Of course!
Virtually every trait has a genetic component. Traits such as temperament are contolled by many genes as well as environmental influences, so it's not a simple case of friendly parents will have friendly children and nasty parents will have nasty children - every time - but there is a very strong correlation. Incidentally, although this has been demonstrated in many species (including humans), the implications on political correctness etc tend to make the findings less well publicised.
Most animals don't clone themselves, so each individual is a randomly selected half of each parent, rearranged. This can give phenotypes anywhere between that of the parents and even substantially outside that range, but for many traits, temperament being a perfect example, there is a very strong correlation.

■ **Supplied material**
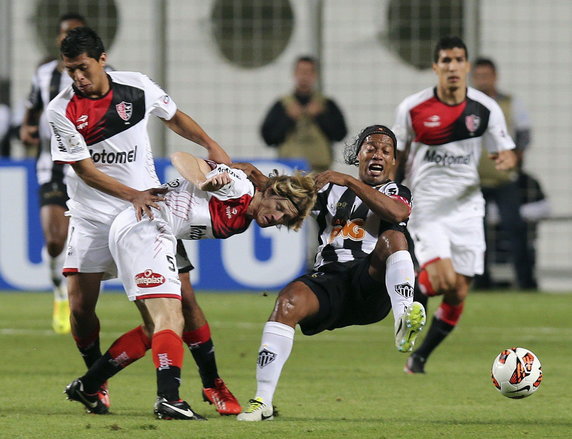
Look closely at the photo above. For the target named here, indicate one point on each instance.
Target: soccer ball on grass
(517, 373)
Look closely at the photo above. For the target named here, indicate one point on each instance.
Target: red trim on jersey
(87, 115)
(158, 296)
(433, 121)
(228, 217)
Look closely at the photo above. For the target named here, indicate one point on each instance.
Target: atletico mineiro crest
(124, 109)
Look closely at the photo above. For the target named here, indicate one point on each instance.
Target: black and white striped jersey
(348, 229)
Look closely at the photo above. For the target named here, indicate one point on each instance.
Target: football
(517, 373)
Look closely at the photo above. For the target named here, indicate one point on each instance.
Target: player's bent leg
(294, 303)
(444, 321)
(55, 226)
(83, 292)
(197, 336)
(168, 352)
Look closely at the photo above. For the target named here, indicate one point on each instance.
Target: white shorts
(459, 238)
(88, 249)
(145, 254)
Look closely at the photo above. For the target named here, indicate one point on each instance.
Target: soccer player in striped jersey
(362, 270)
(440, 132)
(212, 201)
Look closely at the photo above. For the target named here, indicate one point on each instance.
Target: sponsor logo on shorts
(405, 290)
(445, 159)
(124, 109)
(149, 279)
(265, 357)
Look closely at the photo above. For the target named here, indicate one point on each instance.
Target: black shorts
(53, 192)
(348, 295)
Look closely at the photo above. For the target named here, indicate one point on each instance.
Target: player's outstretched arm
(142, 200)
(254, 174)
(387, 208)
(186, 127)
(190, 167)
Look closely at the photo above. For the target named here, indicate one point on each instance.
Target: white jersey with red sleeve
(196, 214)
(445, 144)
(112, 131)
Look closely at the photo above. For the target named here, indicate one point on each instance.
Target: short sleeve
(160, 102)
(239, 186)
(67, 144)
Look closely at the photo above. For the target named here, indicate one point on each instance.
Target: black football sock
(205, 358)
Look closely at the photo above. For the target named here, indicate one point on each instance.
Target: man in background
(440, 132)
(501, 187)
(304, 124)
(48, 81)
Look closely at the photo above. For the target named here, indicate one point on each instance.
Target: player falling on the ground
(363, 268)
(440, 132)
(99, 126)
(48, 81)
(214, 201)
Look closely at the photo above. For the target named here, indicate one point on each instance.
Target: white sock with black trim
(275, 348)
(399, 281)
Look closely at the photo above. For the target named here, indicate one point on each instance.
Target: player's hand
(216, 182)
(326, 177)
(143, 201)
(29, 135)
(504, 160)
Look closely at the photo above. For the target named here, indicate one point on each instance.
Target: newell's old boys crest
(405, 290)
(472, 123)
(265, 357)
(124, 109)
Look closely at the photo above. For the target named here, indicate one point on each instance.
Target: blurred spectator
(304, 124)
(501, 187)
(5, 120)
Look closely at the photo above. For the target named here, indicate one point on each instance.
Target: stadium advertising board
(258, 259)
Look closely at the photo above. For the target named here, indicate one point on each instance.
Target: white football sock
(56, 266)
(275, 348)
(399, 281)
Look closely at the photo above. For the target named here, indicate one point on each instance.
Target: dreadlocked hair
(299, 188)
(351, 150)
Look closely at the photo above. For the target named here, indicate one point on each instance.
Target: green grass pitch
(347, 383)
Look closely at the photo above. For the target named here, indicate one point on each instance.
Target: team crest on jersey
(265, 357)
(124, 109)
(149, 279)
(432, 121)
(472, 122)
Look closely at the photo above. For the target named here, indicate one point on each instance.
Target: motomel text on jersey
(447, 160)
(114, 157)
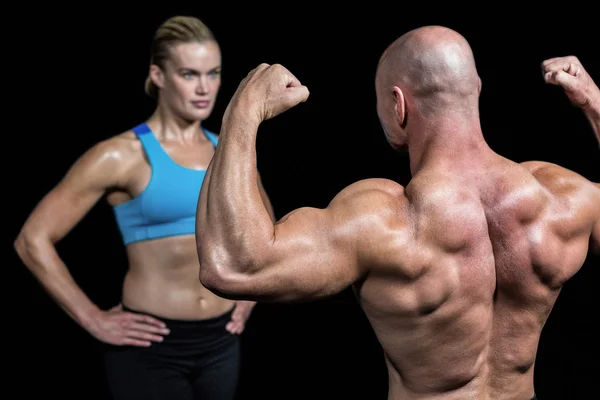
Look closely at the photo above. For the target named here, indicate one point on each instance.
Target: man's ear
(400, 106)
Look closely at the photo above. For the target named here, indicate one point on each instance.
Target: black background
(78, 76)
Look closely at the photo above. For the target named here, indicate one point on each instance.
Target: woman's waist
(182, 299)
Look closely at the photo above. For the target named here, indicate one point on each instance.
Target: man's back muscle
(478, 270)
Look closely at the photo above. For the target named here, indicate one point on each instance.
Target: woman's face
(191, 79)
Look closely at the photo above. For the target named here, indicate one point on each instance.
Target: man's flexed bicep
(314, 253)
(595, 238)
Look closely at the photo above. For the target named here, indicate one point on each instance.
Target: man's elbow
(228, 285)
(28, 245)
(226, 277)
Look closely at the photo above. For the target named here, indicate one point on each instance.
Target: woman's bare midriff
(163, 280)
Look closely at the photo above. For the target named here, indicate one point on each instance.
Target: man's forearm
(592, 113)
(232, 217)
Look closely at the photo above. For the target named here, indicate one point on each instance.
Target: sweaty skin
(457, 272)
(162, 276)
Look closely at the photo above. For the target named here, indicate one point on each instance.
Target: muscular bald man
(457, 272)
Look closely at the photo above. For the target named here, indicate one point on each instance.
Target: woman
(170, 338)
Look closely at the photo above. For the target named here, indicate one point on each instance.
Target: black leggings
(196, 360)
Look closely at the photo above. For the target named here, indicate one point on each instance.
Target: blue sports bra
(167, 206)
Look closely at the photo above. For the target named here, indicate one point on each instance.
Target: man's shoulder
(370, 188)
(554, 176)
(373, 196)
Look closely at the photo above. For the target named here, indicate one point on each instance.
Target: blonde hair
(175, 30)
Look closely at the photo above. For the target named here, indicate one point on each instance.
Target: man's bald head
(428, 62)
(426, 74)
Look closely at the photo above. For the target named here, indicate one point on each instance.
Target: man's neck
(446, 142)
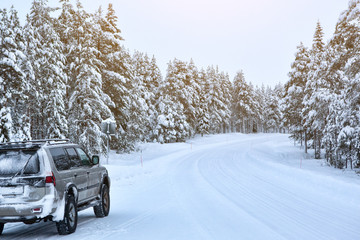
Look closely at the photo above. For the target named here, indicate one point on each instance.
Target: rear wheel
(102, 210)
(68, 225)
(1, 227)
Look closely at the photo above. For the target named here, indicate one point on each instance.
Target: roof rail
(40, 141)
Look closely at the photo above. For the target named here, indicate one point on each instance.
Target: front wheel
(68, 225)
(103, 209)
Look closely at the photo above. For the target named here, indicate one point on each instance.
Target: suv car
(52, 180)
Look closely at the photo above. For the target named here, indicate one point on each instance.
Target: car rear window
(60, 159)
(13, 162)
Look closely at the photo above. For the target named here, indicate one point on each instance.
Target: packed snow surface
(230, 186)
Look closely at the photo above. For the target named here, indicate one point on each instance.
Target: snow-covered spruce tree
(117, 75)
(245, 108)
(294, 94)
(226, 96)
(192, 89)
(343, 130)
(203, 115)
(316, 92)
(146, 91)
(46, 53)
(14, 67)
(88, 104)
(271, 113)
(171, 122)
(218, 100)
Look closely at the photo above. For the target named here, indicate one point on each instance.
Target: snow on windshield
(12, 162)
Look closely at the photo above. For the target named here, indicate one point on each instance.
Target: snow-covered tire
(103, 209)
(1, 227)
(69, 224)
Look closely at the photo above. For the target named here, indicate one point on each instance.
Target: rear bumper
(26, 212)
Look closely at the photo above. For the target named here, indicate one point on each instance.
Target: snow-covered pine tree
(345, 128)
(46, 54)
(88, 104)
(294, 94)
(316, 92)
(14, 67)
(148, 76)
(203, 115)
(245, 108)
(272, 113)
(172, 123)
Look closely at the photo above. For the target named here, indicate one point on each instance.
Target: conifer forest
(61, 76)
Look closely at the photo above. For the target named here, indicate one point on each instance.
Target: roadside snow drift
(230, 186)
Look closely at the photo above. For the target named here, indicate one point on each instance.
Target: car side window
(60, 158)
(74, 157)
(85, 160)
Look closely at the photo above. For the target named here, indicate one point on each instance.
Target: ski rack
(40, 141)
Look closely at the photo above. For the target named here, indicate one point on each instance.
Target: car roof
(34, 144)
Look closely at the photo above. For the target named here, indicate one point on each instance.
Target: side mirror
(95, 159)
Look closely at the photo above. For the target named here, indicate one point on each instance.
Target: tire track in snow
(243, 178)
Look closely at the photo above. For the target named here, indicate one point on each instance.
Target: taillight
(50, 179)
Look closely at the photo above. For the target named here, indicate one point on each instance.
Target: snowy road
(229, 186)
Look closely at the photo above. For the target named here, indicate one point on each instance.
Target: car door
(93, 174)
(79, 173)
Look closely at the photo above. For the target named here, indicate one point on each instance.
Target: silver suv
(52, 180)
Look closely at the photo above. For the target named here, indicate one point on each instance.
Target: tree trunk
(305, 141)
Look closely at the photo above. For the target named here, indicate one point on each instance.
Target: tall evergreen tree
(294, 94)
(88, 104)
(15, 70)
(46, 52)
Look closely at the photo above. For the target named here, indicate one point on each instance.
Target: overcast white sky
(258, 37)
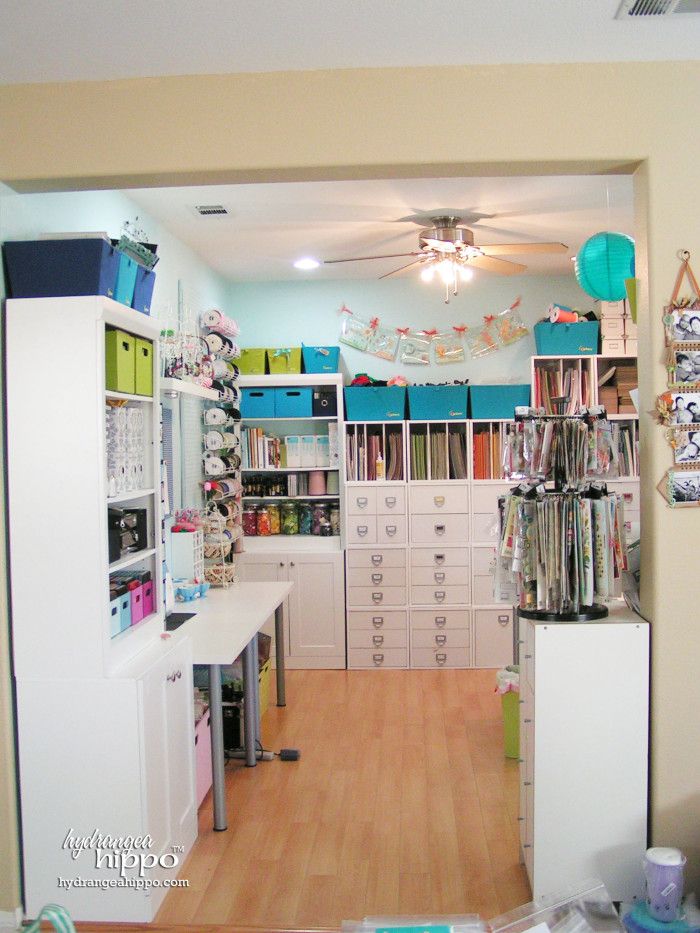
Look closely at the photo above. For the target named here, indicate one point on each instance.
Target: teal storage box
(320, 359)
(567, 339)
(437, 403)
(59, 268)
(293, 402)
(497, 401)
(375, 403)
(257, 403)
(143, 289)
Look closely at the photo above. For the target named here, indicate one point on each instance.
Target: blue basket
(59, 268)
(567, 339)
(143, 290)
(126, 279)
(375, 403)
(320, 359)
(293, 403)
(258, 403)
(497, 401)
(437, 403)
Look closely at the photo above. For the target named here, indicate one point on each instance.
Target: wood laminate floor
(402, 802)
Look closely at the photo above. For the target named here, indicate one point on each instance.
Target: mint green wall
(282, 314)
(24, 216)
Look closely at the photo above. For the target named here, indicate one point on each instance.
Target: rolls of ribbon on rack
(217, 320)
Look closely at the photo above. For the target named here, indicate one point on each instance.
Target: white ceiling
(76, 40)
(269, 226)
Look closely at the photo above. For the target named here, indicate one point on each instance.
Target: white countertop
(227, 619)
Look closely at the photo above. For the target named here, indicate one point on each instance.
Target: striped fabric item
(56, 916)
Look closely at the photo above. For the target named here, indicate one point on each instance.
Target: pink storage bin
(202, 757)
(148, 605)
(136, 604)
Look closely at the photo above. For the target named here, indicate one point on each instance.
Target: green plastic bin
(508, 685)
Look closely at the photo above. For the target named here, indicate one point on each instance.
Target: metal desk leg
(250, 682)
(217, 748)
(279, 654)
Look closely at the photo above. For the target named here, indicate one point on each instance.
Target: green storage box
(284, 360)
(143, 374)
(120, 365)
(252, 361)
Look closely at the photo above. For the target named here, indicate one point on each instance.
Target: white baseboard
(11, 920)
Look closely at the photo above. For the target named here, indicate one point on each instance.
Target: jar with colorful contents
(290, 519)
(320, 518)
(305, 518)
(263, 521)
(274, 513)
(250, 522)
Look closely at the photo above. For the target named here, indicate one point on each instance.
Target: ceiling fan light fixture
(307, 263)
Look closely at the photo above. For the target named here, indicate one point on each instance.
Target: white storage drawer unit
(584, 746)
(493, 637)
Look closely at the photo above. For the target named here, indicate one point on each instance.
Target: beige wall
(558, 118)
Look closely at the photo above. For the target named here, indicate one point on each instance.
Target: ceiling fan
(447, 248)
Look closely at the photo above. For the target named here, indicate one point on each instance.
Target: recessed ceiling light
(307, 263)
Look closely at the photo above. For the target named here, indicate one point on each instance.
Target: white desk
(227, 624)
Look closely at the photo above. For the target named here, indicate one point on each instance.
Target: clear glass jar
(290, 518)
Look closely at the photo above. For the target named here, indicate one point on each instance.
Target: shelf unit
(67, 665)
(314, 613)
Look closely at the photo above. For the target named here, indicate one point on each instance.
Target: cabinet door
(267, 568)
(316, 606)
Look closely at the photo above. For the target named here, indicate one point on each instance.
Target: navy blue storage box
(567, 339)
(143, 289)
(293, 402)
(497, 401)
(320, 359)
(257, 403)
(59, 268)
(437, 403)
(375, 403)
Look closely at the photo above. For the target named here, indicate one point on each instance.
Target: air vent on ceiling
(209, 210)
(646, 8)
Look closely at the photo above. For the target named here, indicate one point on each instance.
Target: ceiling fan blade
(328, 262)
(512, 249)
(416, 262)
(499, 266)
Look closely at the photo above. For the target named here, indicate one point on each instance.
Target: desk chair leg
(217, 748)
(279, 654)
(250, 683)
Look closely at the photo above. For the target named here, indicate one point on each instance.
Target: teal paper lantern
(602, 265)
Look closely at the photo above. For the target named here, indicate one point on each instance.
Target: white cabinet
(314, 613)
(584, 753)
(118, 755)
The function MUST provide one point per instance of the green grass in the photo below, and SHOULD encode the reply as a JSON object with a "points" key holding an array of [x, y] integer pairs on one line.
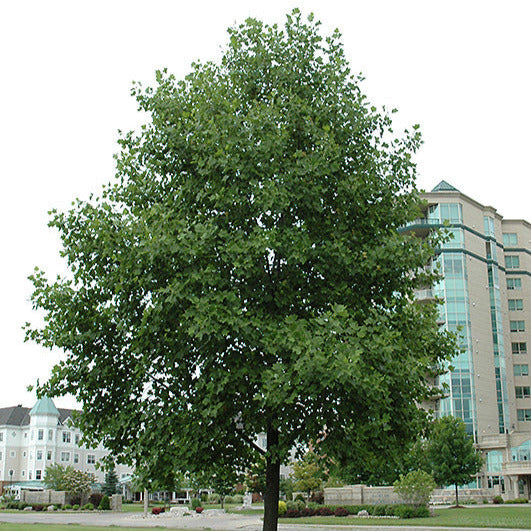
{"points": [[515, 517]]}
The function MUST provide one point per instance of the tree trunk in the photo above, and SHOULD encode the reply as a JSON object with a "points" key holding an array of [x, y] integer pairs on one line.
{"points": [[272, 481]]}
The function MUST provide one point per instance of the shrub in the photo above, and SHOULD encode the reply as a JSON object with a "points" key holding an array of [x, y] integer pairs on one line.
{"points": [[317, 497], [196, 502], [340, 511], [105, 504], [95, 498], [214, 498]]}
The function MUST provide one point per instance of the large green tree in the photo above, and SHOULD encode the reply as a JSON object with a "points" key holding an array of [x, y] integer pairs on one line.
{"points": [[451, 453], [244, 273]]}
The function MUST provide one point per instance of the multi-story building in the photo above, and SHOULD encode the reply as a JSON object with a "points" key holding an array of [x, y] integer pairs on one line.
{"points": [[31, 440], [486, 292]]}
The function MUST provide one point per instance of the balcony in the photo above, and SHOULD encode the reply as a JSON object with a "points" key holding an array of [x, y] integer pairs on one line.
{"points": [[517, 468]]}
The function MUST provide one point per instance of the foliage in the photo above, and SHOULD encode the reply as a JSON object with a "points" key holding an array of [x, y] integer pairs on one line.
{"points": [[105, 504], [67, 478], [111, 483], [451, 453], [415, 488], [245, 270], [307, 473]]}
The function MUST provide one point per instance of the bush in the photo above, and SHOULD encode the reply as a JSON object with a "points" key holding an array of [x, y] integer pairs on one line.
{"points": [[214, 498], [340, 511], [196, 502], [95, 498], [105, 504]]}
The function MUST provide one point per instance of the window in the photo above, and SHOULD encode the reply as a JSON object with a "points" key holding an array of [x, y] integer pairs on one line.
{"points": [[517, 326], [512, 262], [516, 304], [523, 392], [521, 369], [519, 348], [510, 238], [514, 283]]}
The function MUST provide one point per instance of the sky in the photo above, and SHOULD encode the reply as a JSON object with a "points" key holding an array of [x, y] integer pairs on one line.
{"points": [[460, 69]]}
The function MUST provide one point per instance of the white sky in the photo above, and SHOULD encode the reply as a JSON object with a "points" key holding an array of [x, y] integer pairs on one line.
{"points": [[461, 69]]}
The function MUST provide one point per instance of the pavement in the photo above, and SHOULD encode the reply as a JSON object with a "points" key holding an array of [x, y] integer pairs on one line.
{"points": [[213, 521]]}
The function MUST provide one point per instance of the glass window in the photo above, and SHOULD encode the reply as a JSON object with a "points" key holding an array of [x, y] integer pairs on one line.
{"points": [[521, 369], [517, 326], [514, 283], [519, 347], [510, 238], [523, 392], [516, 304]]}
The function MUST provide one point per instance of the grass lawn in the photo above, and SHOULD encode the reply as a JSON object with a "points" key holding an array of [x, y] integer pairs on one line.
{"points": [[498, 516]]}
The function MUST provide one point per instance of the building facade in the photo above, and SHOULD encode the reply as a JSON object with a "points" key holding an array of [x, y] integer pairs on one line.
{"points": [[31, 440], [485, 291]]}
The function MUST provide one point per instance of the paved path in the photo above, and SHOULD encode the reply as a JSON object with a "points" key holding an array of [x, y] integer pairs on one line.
{"points": [[218, 522]]}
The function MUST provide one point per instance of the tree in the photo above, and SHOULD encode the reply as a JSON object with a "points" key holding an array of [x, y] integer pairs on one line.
{"points": [[111, 483], [307, 474], [451, 453], [415, 488], [245, 272]]}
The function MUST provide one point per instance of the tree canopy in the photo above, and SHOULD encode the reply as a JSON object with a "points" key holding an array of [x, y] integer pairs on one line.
{"points": [[451, 453], [244, 273]]}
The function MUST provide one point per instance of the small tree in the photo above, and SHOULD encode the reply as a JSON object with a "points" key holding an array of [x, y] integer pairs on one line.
{"points": [[111, 483], [307, 474], [451, 453], [415, 488]]}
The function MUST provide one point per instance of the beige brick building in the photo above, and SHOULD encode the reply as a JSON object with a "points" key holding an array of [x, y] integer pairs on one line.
{"points": [[486, 292]]}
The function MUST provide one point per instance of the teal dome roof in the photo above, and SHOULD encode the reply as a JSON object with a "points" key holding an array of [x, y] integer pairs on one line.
{"points": [[44, 406]]}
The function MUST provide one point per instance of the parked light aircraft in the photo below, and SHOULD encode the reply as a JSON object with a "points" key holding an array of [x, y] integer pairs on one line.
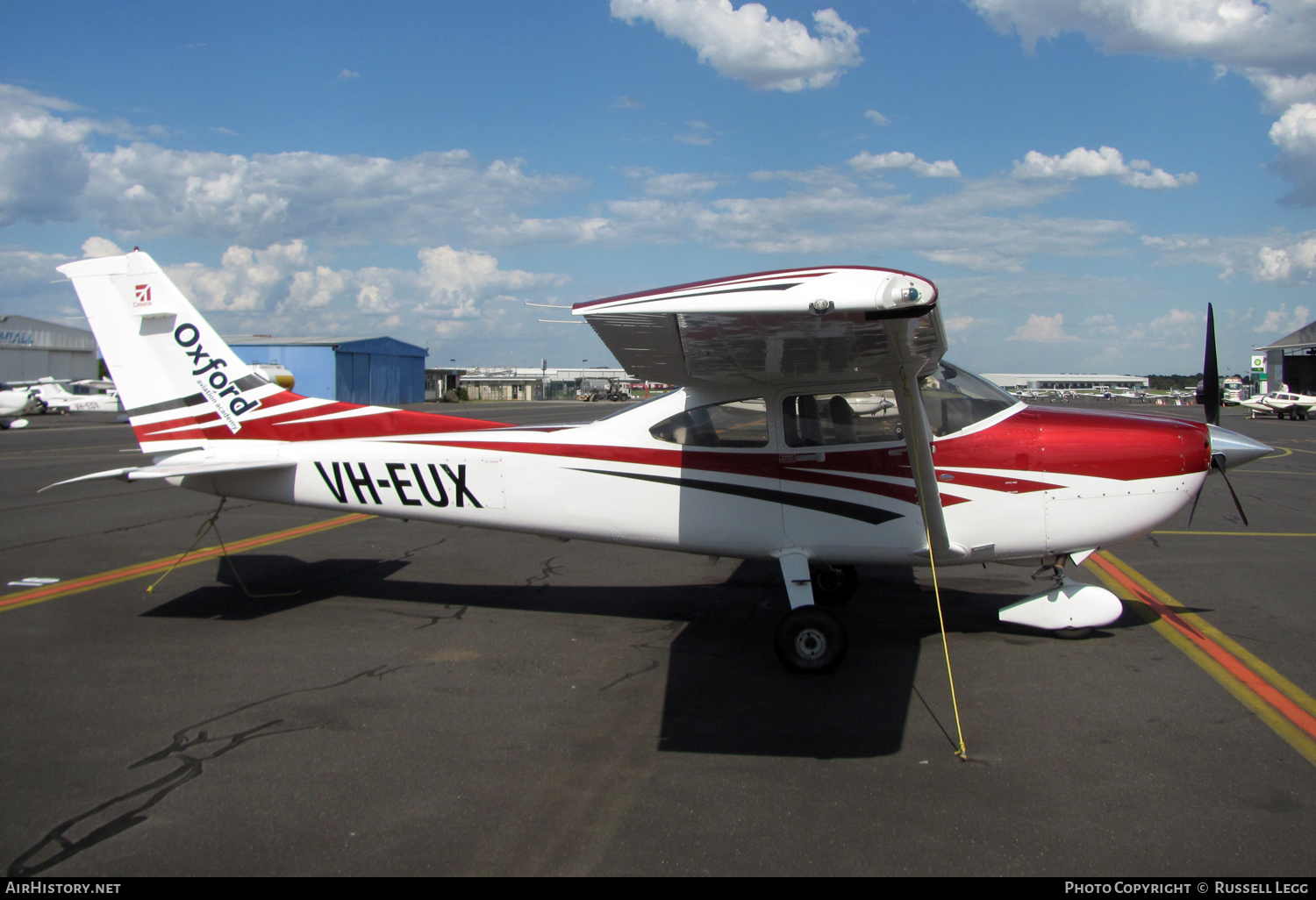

■ **Exercise instructions**
1. Transcribe the passage on the heritability of temperament between "Most animals don't" and "example, there is a very strong correlation.", inclusive.
2. Go on with the passage on the heritability of temperament, starting after its last sentence.

■ **Per-task answers**
1.
Most animals don't clone themselves, so each individual is a randomly selected half of each parent, rearranged. This can give phenotypes anywhere between that of the parents and even substantially outside that range, but for many traits, temperament being a perfect example, there is a very strong correlation.

2.
How else would you explain certain species having well known temperament trends? Red bellied black snakes and copper heads are well known for being very docile, eastern browns and slatey grey snakes are well known for being very nasty. If you breed these things, you'd expect the trend to continue, obviously. Okay, that may sound strange because they're different species, but the principle is exactly the same. Jungle carpets are well known for being nasty, Murray-Darling carpets are well known for being docile, again, that's genetic, quite clearly. Bash a snake over the head with a shovel every day and it will probably be nasty, no matter what its genetic makeup, gently handle a snake every now and again from the time it is born/hatches and it will likely be tame, even if it's a brown snake or jungle carpet, sure, but you can see that the genetic component is a strong and very important one. I cringe every time I see people say "temperament not important because it will be a breeder". If breeders don't care about temperament, but 'pet owners' with no intention of breeding do, we'll end up with a captive population filled with nasty snakes. It's really great to see some people putting an effort into selecting the very best snakes to breed from, and really bad when people just don't care. When you're selecting a breeder, it's not just a matter of choosing one snake, you're choosing what may be used to replicate dozens or hundreds of times; it's a very big responsibility.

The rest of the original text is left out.